It is also clear that there exists \(\beta _0\) and \(\rho _0\) such that \(\frac{\rho }{T-t_0}<\varepsilon \) and \(\beta \Vert x_0\Vert ^2<\varepsilon \), for every \(\beta <\beta _0\) and \(\rho <\rho _0\). To summarize, we have shown that

$$\begin{aligned} M_{\alpha , \beta , \rho }(x_0,y_0,t_0)&= u(x_0,t_0)-v(y_0,t_0)-\alpha \Vert x_0-y_0\Vert ^2-\frac{\rho }{T-t_0}-\beta \Vert x_0\Vert ^2 \end{aligned}$$

(A.4)

$$\begin{aligned}&> \gamma -5\varepsilon \end{aligned}$$

(A.5)

$$\begin{aligned}&>M_b, \text { for small enough}\, \varepsilon . \end{aligned}$$

(A.6)

This concludes the proof. \(\square \)

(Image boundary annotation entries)
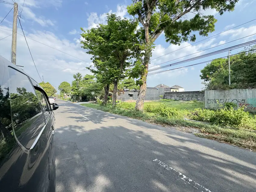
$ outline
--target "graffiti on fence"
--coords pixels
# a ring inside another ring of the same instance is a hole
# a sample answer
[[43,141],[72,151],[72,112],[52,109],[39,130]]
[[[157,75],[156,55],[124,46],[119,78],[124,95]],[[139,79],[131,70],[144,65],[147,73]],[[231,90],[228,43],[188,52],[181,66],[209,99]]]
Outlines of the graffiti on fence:
[[227,102],[233,103],[236,104],[238,104],[239,107],[245,107],[248,109],[251,109],[256,110],[256,107],[254,106],[253,105],[250,103],[247,103],[245,102],[245,99],[208,99],[207,100],[207,104],[209,104],[213,103],[218,104],[220,103],[221,104]]
[[207,100],[207,103],[209,104],[211,103],[223,103],[227,102],[232,102],[237,104],[238,103],[244,103],[245,102],[245,99],[208,99]]

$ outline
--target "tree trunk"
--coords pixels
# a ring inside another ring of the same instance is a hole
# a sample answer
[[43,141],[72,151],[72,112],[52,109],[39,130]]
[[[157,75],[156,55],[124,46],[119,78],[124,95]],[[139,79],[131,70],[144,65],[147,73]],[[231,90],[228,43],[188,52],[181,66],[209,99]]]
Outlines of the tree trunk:
[[113,90],[113,94],[112,95],[112,106],[114,106],[116,105],[116,102],[117,101],[117,85],[118,81],[116,80],[113,82],[114,84],[114,89]]
[[5,138],[7,142],[9,141],[12,137],[11,135],[9,130],[6,129],[4,125],[0,122],[0,130]]
[[104,99],[103,100],[103,105],[106,105],[108,101],[108,91],[109,91],[109,85],[107,84],[104,88],[105,94],[104,95]]
[[139,111],[143,110],[144,101],[146,96],[147,89],[147,76],[148,69],[148,63],[151,54],[151,44],[149,40],[149,34],[148,26],[145,27],[145,36],[146,40],[146,48],[145,50],[145,56],[143,62],[143,65],[145,67],[143,73],[142,75],[141,80],[142,81],[142,84],[140,87],[138,94],[138,99],[136,101],[135,109]]

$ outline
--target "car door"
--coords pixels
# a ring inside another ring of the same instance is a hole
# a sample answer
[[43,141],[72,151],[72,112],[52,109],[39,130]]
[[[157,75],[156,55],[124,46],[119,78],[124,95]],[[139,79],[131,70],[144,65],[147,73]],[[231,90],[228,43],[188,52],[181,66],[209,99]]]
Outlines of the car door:
[[[5,145],[0,149],[4,153],[0,162],[1,190],[51,191],[49,154],[52,153],[52,129],[46,123],[45,112],[28,77],[7,68],[1,88],[6,98],[2,100],[7,107],[5,114],[0,117],[0,125],[8,139],[2,140]],[[52,123],[48,113],[48,122]]]
[[34,86],[36,94],[43,109],[43,113],[46,124],[45,129],[52,130],[52,137],[49,138],[50,141],[50,146],[48,153],[49,179],[50,180],[50,191],[54,191],[55,190],[56,175],[55,161],[54,153],[55,117],[52,112],[51,110],[51,105],[45,92],[38,86],[38,84],[34,80],[31,79],[30,79]]

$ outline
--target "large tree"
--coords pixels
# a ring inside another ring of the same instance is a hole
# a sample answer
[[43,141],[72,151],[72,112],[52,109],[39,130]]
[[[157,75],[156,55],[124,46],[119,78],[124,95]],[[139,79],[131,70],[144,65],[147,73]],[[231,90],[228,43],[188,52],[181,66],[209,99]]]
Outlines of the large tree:
[[80,73],[78,73],[73,75],[73,77],[75,80],[72,81],[71,83],[71,93],[74,98],[80,101],[83,76]]
[[[247,48],[239,54],[230,57],[230,86],[228,59],[216,59],[207,64],[201,70],[200,75],[205,88],[211,90],[256,88],[255,48]],[[244,53],[245,51],[248,52]]]
[[[147,76],[154,43],[163,32],[166,41],[180,45],[189,40],[195,41],[194,32],[205,36],[214,30],[217,21],[213,15],[205,15],[200,12],[211,8],[220,15],[226,11],[233,11],[238,0],[133,0],[127,7],[128,12],[138,19],[143,26],[141,29],[142,38],[145,43],[145,55],[142,64],[136,68],[136,74],[140,72],[140,85],[135,108],[143,109],[146,89]],[[186,15],[195,14],[188,19]],[[138,62],[138,63],[139,63]]]
[[43,88],[48,96],[54,96],[57,92],[57,91],[54,87],[48,82],[46,83],[42,82],[39,83],[39,85]]
[[[97,70],[105,73],[101,73],[103,77],[106,75],[113,82],[114,105],[118,82],[125,77],[125,72],[133,63],[132,59],[140,52],[140,44],[136,33],[138,23],[114,14],[108,15],[107,23],[86,31],[81,29],[84,40],[81,42],[83,44],[82,47],[88,50],[87,53],[93,55],[92,59]],[[95,70],[92,71],[95,73]]]
[[61,93],[68,94],[71,91],[71,86],[70,84],[66,81],[62,82],[58,87]]

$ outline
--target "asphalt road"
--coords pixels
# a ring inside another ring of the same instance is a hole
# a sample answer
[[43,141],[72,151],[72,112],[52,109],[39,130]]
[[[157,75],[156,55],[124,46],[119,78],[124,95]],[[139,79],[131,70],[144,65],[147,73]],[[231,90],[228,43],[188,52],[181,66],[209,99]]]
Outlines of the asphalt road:
[[58,192],[256,190],[256,153],[56,102]]

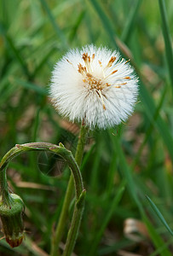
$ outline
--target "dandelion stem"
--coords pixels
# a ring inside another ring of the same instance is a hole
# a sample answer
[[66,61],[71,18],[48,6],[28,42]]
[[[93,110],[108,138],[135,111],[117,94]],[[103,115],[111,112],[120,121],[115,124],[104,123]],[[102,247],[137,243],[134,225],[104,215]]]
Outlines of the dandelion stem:
[[[85,144],[85,141],[86,141],[87,132],[88,132],[88,129],[85,127],[85,125],[84,124],[82,124],[81,129],[80,129],[80,134],[78,137],[78,146],[77,146],[76,154],[75,154],[75,160],[78,166],[80,166],[81,162],[82,162],[84,148],[84,144]],[[69,206],[70,206],[70,203],[72,201],[72,195],[73,194],[73,191],[74,191],[73,177],[71,175],[69,182],[68,182],[68,186],[66,189],[59,223],[56,227],[55,234],[53,234],[50,256],[61,255],[58,248],[59,248],[59,244],[61,241],[64,229],[65,229],[65,226],[66,224],[66,218],[68,216],[68,209],[69,209]],[[80,198],[78,200],[78,201],[76,201],[73,216],[72,216],[72,224],[71,224],[71,228],[68,231],[63,256],[65,256],[65,255],[70,256],[72,252],[72,249],[74,247],[75,241],[76,241],[76,239],[78,236],[78,229],[80,226],[82,214],[84,212],[84,194],[85,194],[85,191],[84,190],[81,193]]]

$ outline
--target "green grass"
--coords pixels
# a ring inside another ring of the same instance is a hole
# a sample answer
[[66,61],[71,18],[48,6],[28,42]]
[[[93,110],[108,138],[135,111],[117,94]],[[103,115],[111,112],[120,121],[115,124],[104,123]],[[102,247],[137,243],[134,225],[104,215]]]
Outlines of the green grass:
[[[173,254],[172,17],[172,2],[164,0],[0,3],[0,158],[15,143],[33,141],[61,142],[75,152],[78,127],[62,122],[48,97],[53,67],[69,49],[119,48],[140,78],[139,102],[128,122],[90,131],[81,167],[87,196],[77,255]],[[26,206],[26,238],[14,249],[1,240],[0,255],[49,254],[70,172],[58,162],[52,154],[46,160],[30,153],[9,165],[10,186]],[[127,238],[129,218],[141,220],[148,237]]]

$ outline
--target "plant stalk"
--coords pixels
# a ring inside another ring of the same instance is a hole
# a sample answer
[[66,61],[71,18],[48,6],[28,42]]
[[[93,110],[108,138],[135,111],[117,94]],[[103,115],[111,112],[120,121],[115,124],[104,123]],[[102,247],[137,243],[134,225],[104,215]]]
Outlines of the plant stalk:
[[[78,166],[80,166],[82,162],[82,158],[84,154],[84,148],[86,141],[88,129],[85,127],[84,124],[81,125],[80,134],[78,137],[78,142],[77,146],[77,150],[75,154],[75,160]],[[60,256],[59,251],[59,244],[61,241],[63,232],[65,230],[65,226],[66,224],[66,218],[68,217],[68,209],[72,201],[72,196],[73,194],[73,177],[71,175],[68,182],[68,186],[66,189],[64,203],[62,207],[62,210],[61,212],[61,216],[59,218],[58,225],[55,229],[55,234],[52,236],[52,242],[51,242],[51,252],[50,256]],[[67,235],[66,243],[65,247],[65,251],[63,255],[71,255],[72,249],[74,247],[74,244],[76,241],[76,238],[78,236],[78,231],[80,225],[80,221],[82,218],[82,213],[84,212],[84,203],[81,204],[80,207],[77,207],[78,202],[75,203],[75,208],[73,212],[72,220],[70,230]]]

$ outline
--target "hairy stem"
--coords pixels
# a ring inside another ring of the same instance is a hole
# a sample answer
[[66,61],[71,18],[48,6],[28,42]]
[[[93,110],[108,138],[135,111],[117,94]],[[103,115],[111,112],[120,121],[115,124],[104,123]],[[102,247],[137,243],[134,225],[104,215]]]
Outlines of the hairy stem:
[[[88,129],[84,125],[82,125],[81,130],[80,130],[80,134],[78,137],[78,146],[77,146],[76,154],[75,154],[75,160],[78,166],[80,166],[81,162],[82,162],[87,131],[88,131]],[[69,183],[68,183],[68,186],[67,186],[67,189],[66,192],[59,223],[56,227],[55,234],[53,234],[50,256],[61,255],[60,252],[59,252],[59,244],[61,241],[63,232],[65,230],[65,226],[66,224],[66,218],[68,217],[68,209],[69,209],[69,205],[72,201],[72,194],[73,194],[73,177],[71,175]],[[67,240],[66,240],[66,247],[65,247],[66,253],[68,253],[68,254],[65,254],[65,255],[71,255],[72,249],[74,247],[75,241],[76,241],[76,238],[78,236],[78,228],[80,225],[82,213],[84,211],[84,204],[81,204],[81,206],[82,207],[79,207],[79,209],[78,209],[77,208],[77,201],[76,201],[74,212],[73,212],[73,216],[72,216],[72,224],[71,224],[70,230],[68,232]],[[64,253],[65,253],[65,252],[64,252]]]

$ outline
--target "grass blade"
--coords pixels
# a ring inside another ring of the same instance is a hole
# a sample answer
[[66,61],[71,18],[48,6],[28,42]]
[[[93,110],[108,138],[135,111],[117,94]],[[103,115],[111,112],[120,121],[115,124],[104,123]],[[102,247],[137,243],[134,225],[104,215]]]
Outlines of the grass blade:
[[118,205],[118,203],[123,196],[124,191],[124,181],[122,182],[121,185],[119,186],[119,189],[118,189],[117,195],[114,197],[114,199],[112,202],[112,205],[110,206],[109,211],[108,211],[107,214],[106,215],[105,219],[103,220],[102,225],[101,225],[100,230],[98,231],[96,237],[95,237],[95,240],[92,243],[90,252],[89,253],[88,255],[89,255],[89,256],[95,255],[95,251],[96,251],[97,246],[101,239],[101,236],[104,233],[104,230],[111,218],[111,217],[112,216],[113,212],[116,209],[116,207]]
[[65,49],[68,49],[68,43],[66,40],[66,38],[65,37],[64,33],[62,32],[62,31],[61,30],[61,28],[59,27],[57,22],[55,21],[55,19],[54,18],[52,12],[50,10],[50,9],[49,8],[47,3],[45,0],[40,0],[42,5],[43,6],[48,17],[52,24],[52,26],[54,27],[54,30],[55,31],[57,36],[61,38],[61,44],[65,47]]
[[102,22],[102,25],[105,28],[105,31],[107,32],[109,38],[110,38],[110,42],[112,44],[112,45],[114,47],[117,47],[117,44],[115,41],[116,34],[115,34],[114,29],[113,29],[109,19],[107,18],[105,12],[103,11],[103,9],[101,6],[101,3],[99,3],[97,0],[89,0],[89,2],[91,2],[93,7],[95,8],[95,11],[97,12],[97,14]]
[[166,60],[169,67],[170,77],[171,80],[171,85],[173,90],[173,52],[172,52],[172,46],[171,46],[171,39],[169,32],[168,26],[168,20],[166,16],[166,9],[165,9],[165,3],[164,0],[159,0],[159,9],[162,18],[162,28],[163,28],[163,34],[165,44],[165,53],[166,53]]
[[167,222],[165,221],[164,216],[160,212],[160,211],[158,209],[154,202],[151,200],[151,198],[147,195],[146,195],[147,199],[148,200],[152,208],[153,209],[154,212],[157,214],[162,224],[164,225],[166,230],[170,233],[171,236],[173,236],[173,231],[170,230],[170,226],[168,225]]
[[141,6],[141,0],[137,0],[136,5],[132,9],[131,12],[129,15],[129,17],[126,20],[126,24],[124,25],[124,28],[121,36],[122,41],[127,44],[130,38],[131,33],[134,32],[134,25],[137,12]]

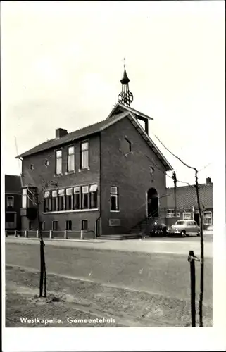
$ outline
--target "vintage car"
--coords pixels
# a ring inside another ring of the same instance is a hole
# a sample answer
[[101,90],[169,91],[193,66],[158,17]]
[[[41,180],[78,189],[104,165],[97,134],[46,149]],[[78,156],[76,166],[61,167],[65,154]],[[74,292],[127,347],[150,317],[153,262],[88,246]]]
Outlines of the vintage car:
[[161,221],[155,221],[150,227],[150,236],[166,236],[167,226]]
[[194,220],[182,220],[168,227],[167,232],[168,236],[180,235],[182,237],[192,235],[200,236],[200,227]]

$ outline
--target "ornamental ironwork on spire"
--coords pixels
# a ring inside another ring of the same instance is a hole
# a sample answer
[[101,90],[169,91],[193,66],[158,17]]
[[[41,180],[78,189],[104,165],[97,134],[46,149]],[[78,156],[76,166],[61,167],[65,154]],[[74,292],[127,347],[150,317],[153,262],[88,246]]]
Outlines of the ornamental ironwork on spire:
[[130,107],[131,103],[133,101],[133,95],[129,89],[129,82],[130,80],[128,78],[126,70],[125,70],[125,63],[124,64],[124,73],[120,82],[122,84],[122,92],[118,95],[118,102],[121,104],[125,105],[126,106]]

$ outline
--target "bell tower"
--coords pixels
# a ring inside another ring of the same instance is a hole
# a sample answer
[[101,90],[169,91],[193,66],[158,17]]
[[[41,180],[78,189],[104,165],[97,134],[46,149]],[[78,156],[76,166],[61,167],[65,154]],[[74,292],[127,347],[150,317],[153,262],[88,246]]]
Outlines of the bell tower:
[[118,102],[125,106],[130,107],[130,104],[133,101],[133,95],[129,89],[129,82],[127,74],[125,70],[125,63],[124,63],[124,73],[120,82],[122,84],[122,92],[118,95]]

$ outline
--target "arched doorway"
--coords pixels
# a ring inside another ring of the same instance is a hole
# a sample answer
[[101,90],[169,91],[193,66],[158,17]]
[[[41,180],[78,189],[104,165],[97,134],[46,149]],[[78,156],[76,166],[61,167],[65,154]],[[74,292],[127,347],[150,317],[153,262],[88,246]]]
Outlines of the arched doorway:
[[148,216],[158,217],[158,199],[156,189],[150,188],[147,194]]

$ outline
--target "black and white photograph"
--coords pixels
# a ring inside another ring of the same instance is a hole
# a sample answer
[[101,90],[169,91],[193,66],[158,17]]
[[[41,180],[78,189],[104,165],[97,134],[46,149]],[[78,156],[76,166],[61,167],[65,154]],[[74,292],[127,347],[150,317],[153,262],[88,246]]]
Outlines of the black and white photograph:
[[1,8],[3,351],[225,350],[225,2]]

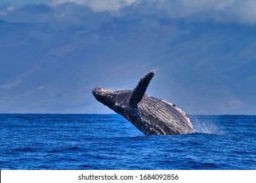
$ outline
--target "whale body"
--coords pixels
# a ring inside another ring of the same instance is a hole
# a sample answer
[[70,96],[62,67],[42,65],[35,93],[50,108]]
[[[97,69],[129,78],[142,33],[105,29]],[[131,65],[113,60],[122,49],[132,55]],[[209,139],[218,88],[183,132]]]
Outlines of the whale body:
[[100,103],[123,116],[144,135],[191,133],[193,127],[188,116],[176,105],[145,93],[154,73],[141,78],[134,90],[93,90]]

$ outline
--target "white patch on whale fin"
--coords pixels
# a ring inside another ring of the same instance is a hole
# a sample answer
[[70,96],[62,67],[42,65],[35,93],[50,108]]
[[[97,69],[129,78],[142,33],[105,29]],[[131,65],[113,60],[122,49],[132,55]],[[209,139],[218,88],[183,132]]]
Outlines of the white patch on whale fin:
[[133,94],[130,97],[129,101],[130,105],[135,105],[141,101],[155,73],[153,71],[150,71],[144,78],[140,79],[137,87],[133,90]]

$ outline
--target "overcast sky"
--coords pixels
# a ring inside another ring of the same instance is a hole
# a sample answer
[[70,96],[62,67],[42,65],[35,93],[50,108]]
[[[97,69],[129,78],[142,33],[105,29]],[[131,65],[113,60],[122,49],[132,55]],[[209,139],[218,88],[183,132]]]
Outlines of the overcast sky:
[[112,112],[91,90],[133,89],[154,70],[147,93],[187,113],[256,114],[255,10],[252,0],[2,0],[0,112]]

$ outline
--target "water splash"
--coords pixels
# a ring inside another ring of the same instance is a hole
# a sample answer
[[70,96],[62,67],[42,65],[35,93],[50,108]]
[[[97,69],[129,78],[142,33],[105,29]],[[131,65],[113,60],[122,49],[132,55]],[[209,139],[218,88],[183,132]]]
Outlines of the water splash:
[[209,115],[191,115],[189,116],[195,133],[223,134],[223,131],[217,125],[215,116]]

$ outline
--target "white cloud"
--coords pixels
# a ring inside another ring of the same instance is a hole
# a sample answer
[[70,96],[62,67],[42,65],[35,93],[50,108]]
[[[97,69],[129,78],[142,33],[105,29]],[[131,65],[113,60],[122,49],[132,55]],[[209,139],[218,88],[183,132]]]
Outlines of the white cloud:
[[94,11],[117,11],[120,8],[130,6],[138,0],[53,0],[51,5],[56,5],[66,2],[75,3],[89,7]]
[[[63,6],[65,12],[58,12],[58,14],[64,15],[68,12],[74,18],[77,14],[83,14],[83,8],[89,8],[95,12],[109,11],[114,15],[124,16],[126,12],[133,16],[152,16],[158,18],[186,18],[189,21],[215,20],[221,22],[236,22],[244,24],[256,24],[256,1],[255,0],[52,0],[49,4],[53,8],[53,12],[40,12],[32,10],[25,12],[28,8],[22,9],[17,7],[17,11],[22,11],[22,14],[28,16],[28,19],[33,16],[37,20],[47,22],[51,20],[52,14],[58,6],[65,3],[73,3],[72,5]],[[80,7],[75,7],[80,5]],[[42,5],[39,5],[40,7]],[[54,8],[55,7],[55,8]],[[77,8],[80,12],[77,12]],[[12,13],[13,7],[1,8],[0,18]],[[32,13],[33,14],[32,14]],[[17,18],[22,18],[22,14],[14,14]],[[56,18],[56,17],[55,17]],[[58,16],[60,18],[60,16]],[[139,18],[139,17],[138,17]],[[47,20],[49,19],[49,20]],[[77,21],[77,20],[76,20]]]

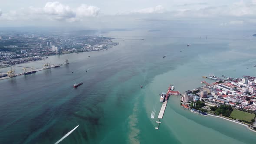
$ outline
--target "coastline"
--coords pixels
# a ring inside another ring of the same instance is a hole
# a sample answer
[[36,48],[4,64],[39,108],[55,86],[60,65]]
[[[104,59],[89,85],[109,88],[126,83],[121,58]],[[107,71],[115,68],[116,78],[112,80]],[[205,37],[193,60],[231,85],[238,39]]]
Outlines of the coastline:
[[236,123],[236,124],[240,124],[243,125],[243,126],[245,126],[249,130],[251,130],[251,131],[253,131],[253,132],[256,132],[256,131],[252,129],[248,125],[246,125],[245,124],[242,124],[242,123],[240,123],[240,122],[237,122],[237,121],[233,121],[230,120],[229,119],[227,119],[227,118],[225,118],[222,117],[220,117],[220,116],[219,116],[214,115],[211,115],[211,114],[208,114],[208,115],[211,116],[212,117],[217,117],[217,118],[221,118],[225,119],[226,120],[227,120],[227,121],[232,121],[232,122],[234,122],[234,123]]

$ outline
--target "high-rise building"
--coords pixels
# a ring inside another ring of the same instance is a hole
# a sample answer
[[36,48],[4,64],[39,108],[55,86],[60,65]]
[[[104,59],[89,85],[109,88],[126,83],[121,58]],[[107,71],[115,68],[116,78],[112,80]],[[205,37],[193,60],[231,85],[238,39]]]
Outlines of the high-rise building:
[[53,51],[55,51],[55,46],[52,46],[52,50]]
[[243,78],[243,79],[242,79],[242,82],[243,84],[247,85],[248,83],[248,79]]
[[201,98],[206,98],[207,97],[207,91],[203,91],[201,92]]
[[183,102],[188,102],[188,98],[187,98],[187,95],[186,93],[184,93],[183,94]]

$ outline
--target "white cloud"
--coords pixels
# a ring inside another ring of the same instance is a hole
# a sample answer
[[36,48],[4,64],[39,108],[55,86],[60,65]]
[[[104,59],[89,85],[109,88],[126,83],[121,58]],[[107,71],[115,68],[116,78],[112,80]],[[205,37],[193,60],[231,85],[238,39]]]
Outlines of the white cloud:
[[243,24],[243,21],[241,20],[233,20],[230,22],[231,25],[242,25]]
[[58,2],[48,2],[43,8],[43,12],[56,20],[63,20],[75,17],[75,12],[69,6]]
[[100,9],[96,7],[87,6],[82,4],[76,9],[76,15],[79,17],[93,16],[98,16]]
[[143,9],[140,10],[134,11],[133,13],[163,13],[165,9],[164,7],[161,5],[158,5],[155,7],[148,7]]
[[0,20],[46,19],[67,21],[79,21],[88,17],[97,16],[99,11],[100,9],[98,7],[84,4],[81,4],[78,7],[72,8],[59,2],[48,2],[43,7],[30,7],[3,13]]
[[126,12],[122,12],[117,13],[118,15],[129,15],[134,14],[153,14],[163,13],[166,10],[164,7],[161,5],[158,5],[155,7],[151,7],[142,9],[139,10],[134,10]]

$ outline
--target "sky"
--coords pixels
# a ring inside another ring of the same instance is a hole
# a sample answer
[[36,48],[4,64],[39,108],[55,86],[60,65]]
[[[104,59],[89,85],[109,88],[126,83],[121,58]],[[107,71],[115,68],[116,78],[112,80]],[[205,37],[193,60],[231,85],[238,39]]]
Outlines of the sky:
[[0,27],[255,28],[256,0],[0,0]]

EXERCISE INSTRUCTIONS ->
1. Answer these questions from the proof excerpt:
(a) In line (A.5), what quantity is M_{α,β,ρ}(x_0,y_0,t_0) shown to be greater than?
(b) In line (A.6), what quantity is it shown to be greater than, and for what values of ε?
(c) For the bounds in the first sentence to hold, β and ρ must be less than what?
2. Does each statement agree with the proof excerpt? Answer yes or no and quote the words that decide it.
(a) The excerpt says it is uncertain whether β_0 and ρ_0 exist.
(b) The excerpt summarizes what has been shown.
(c) The excerpt ends by saying the proof is concluded.
Answer from the proof excerpt only, not from the entries.

FULL ANSWERS ->
1.
(a) γ − 5ε
(b) M_b, for small enough ε
(c) β must be less than β_0, and ρ must be less than ρ_0.

2.
(a) No: "It is also clear that there exists"
(b) Yes: "To summarize, we have shown that"
(c) Yes: "This concludes the proof."